Problem requirements: If a line in the data holds "below", copy that line out in full.

(Records excerpted from a collection)
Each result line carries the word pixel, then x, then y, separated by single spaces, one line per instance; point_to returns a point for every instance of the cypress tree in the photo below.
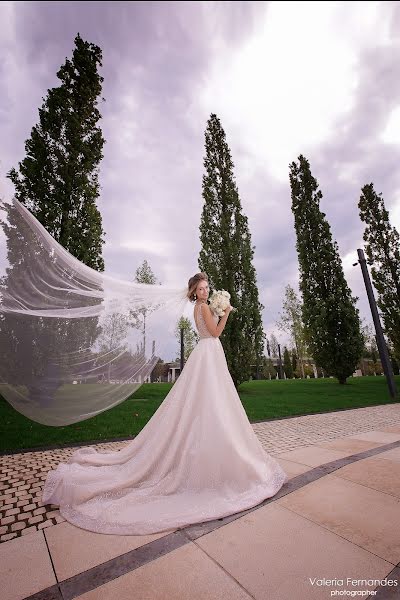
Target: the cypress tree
pixel 58 179
pixel 226 255
pixel 330 316
pixel 382 249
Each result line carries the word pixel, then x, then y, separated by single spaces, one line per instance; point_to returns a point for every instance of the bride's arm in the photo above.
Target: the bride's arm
pixel 214 329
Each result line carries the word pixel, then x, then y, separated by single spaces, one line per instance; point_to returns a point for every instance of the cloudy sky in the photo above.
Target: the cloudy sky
pixel 285 78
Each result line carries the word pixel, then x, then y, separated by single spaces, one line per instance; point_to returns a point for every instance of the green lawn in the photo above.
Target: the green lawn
pixel 262 400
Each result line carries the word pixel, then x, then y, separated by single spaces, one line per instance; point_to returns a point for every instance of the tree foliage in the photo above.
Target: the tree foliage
pixel 330 316
pixel 226 255
pixel 382 247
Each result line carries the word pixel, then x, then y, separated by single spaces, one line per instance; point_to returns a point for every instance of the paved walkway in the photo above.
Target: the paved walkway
pixel 338 517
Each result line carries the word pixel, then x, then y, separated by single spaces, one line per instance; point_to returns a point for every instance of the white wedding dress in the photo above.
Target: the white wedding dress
pixel 197 459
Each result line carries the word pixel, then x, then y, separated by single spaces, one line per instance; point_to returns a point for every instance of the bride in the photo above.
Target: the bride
pixel 197 459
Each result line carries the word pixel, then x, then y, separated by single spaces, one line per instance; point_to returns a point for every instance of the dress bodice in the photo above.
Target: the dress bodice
pixel 200 323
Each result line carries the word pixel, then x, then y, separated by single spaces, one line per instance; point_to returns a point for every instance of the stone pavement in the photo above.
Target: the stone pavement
pixel 338 516
pixel 22 475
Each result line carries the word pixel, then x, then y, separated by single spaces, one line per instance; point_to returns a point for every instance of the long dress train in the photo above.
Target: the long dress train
pixel 197 459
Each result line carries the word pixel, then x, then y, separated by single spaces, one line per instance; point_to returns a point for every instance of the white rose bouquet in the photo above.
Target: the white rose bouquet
pixel 219 302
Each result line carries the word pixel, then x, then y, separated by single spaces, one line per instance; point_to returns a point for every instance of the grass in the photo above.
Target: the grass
pixel 262 400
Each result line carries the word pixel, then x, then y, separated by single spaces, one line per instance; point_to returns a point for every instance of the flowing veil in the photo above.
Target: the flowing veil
pixel 74 342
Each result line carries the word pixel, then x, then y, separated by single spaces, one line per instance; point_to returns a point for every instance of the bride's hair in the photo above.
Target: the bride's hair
pixel 193 283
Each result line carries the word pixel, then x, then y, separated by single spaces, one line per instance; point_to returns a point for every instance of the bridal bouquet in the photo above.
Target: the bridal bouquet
pixel 219 301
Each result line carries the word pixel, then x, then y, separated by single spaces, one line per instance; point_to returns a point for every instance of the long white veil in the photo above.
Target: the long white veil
pixel 73 342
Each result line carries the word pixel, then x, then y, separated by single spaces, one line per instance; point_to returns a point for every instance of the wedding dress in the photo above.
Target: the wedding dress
pixel 196 460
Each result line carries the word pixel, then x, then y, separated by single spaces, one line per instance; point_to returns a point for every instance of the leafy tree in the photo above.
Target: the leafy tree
pixel 268 369
pixel 273 345
pixel 226 255
pixel 58 179
pixel 330 316
pixel 291 321
pixel 287 364
pixel 144 274
pixel 190 337
pixel 383 255
pixel 58 182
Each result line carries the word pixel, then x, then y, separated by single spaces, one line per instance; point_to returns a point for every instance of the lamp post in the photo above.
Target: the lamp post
pixel 280 363
pixel 382 347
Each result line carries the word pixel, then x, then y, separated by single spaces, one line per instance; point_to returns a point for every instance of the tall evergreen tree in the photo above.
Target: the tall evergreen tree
pixel 58 182
pixel 287 364
pixel 330 316
pixel 383 255
pixel 144 274
pixel 58 179
pixel 190 337
pixel 226 255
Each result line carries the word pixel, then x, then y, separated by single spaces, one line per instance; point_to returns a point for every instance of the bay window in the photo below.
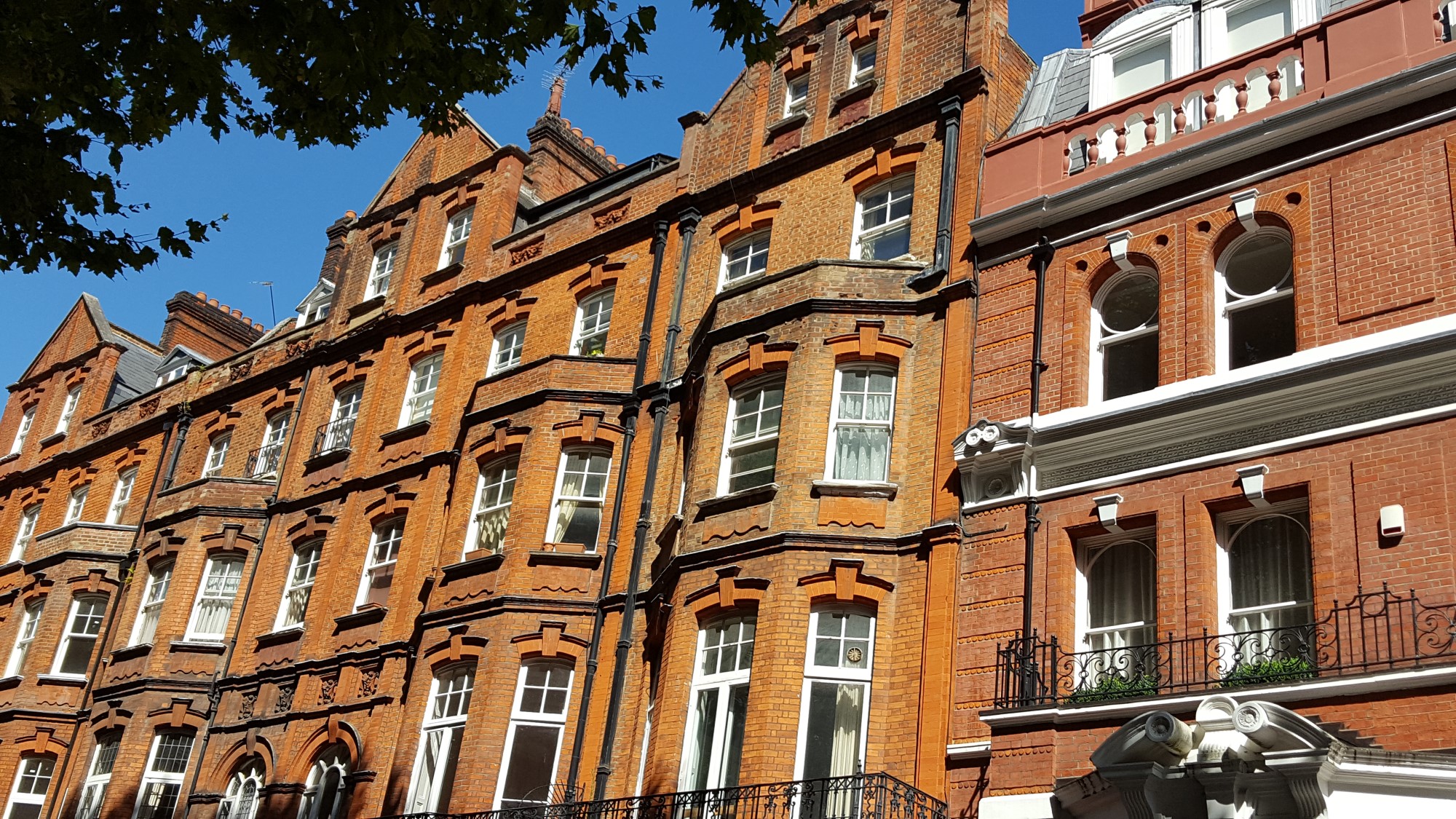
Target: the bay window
pixel 883 219
pixel 534 737
pixel 152 601
pixel 79 638
pixel 719 704
pixel 215 599
pixel 835 710
pixel 1125 336
pixel 379 564
pixel 752 446
pixel 302 571
pixel 420 392
pixel 493 506
pixel 593 323
pixel 861 420
pixel 582 488
pixel 440 739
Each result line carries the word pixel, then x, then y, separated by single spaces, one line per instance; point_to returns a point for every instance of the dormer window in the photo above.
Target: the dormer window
pixel 797 95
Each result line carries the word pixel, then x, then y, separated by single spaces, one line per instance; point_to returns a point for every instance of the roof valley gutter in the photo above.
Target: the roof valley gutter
pixel 184 417
pixel 634 408
pixel 687 228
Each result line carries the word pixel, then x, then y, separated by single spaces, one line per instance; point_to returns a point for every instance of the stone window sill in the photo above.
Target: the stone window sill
pixel 857 488
pixel 737 500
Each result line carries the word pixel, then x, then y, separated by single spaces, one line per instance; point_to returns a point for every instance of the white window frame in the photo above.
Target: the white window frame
pixel 253 774
pixel 24 637
pixel 458 234
pixel 509 343
pixel 521 719
pixel 76 505
pixel 1228 526
pixel 899 184
pixel 30 518
pixel 601 328
pixel 554 523
pixel 24 430
pixel 304 573
pixel 270 452
pixel 796 103
pixel 155 596
pixel 31 768
pixel 98 781
pixel 334 759
pixel 215 564
pixel 75 630
pixel 835 675
pixel 733 448
pixel 122 496
pixel 835 422
pixel 74 398
pixel 164 777
pixel 724 684
pixel 391 534
pixel 858 72
pixel 446 713
pixel 381 272
pixel 497 481
pixel 1097 387
pixel 1222 333
pixel 758 245
pixel 218 455
pixel 420 389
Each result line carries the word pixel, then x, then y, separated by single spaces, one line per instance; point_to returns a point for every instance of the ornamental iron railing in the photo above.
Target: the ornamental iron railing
pixel 861 796
pixel 1374 631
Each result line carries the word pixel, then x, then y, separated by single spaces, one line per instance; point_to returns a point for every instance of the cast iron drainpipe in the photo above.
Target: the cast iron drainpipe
pixel 184 419
pixel 258 558
pixel 687 228
pixel 1040 260
pixel 634 408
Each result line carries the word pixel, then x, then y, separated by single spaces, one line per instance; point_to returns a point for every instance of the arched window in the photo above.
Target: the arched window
pixel 1125 336
pixel 327 788
pixel 493 506
pixel 719 704
pixel 440 739
pixel 241 800
pixel 1256 301
pixel 534 739
pixel 835 708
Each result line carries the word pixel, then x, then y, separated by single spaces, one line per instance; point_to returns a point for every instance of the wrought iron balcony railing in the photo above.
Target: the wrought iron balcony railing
pixel 263 462
pixel 861 796
pixel 334 436
pixel 1374 631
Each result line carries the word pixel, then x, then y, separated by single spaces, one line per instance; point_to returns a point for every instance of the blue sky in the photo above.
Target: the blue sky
pixel 280 199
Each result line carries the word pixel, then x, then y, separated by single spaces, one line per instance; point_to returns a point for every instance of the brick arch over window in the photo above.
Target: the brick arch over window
pixel 727 593
pixel 847 583
pixel 887 161
pixel 601 273
pixel 761 357
pixel 455 649
pixel 590 429
pixel 550 643
pixel 869 343
pixel 749 219
pixel 334 732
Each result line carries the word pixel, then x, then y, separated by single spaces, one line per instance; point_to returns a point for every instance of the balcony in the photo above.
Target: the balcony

Completed task:
Each result line carries the word pixel, then x, then y, separated by single spaces, one line per instance; point_to returns a point for every instance of the cypress tree in the photo below.
Each result line carries the word pixel, then x, then y, separated by single spaces, one line per instance; point_to returns a point for every instance of the bay window in the photo below.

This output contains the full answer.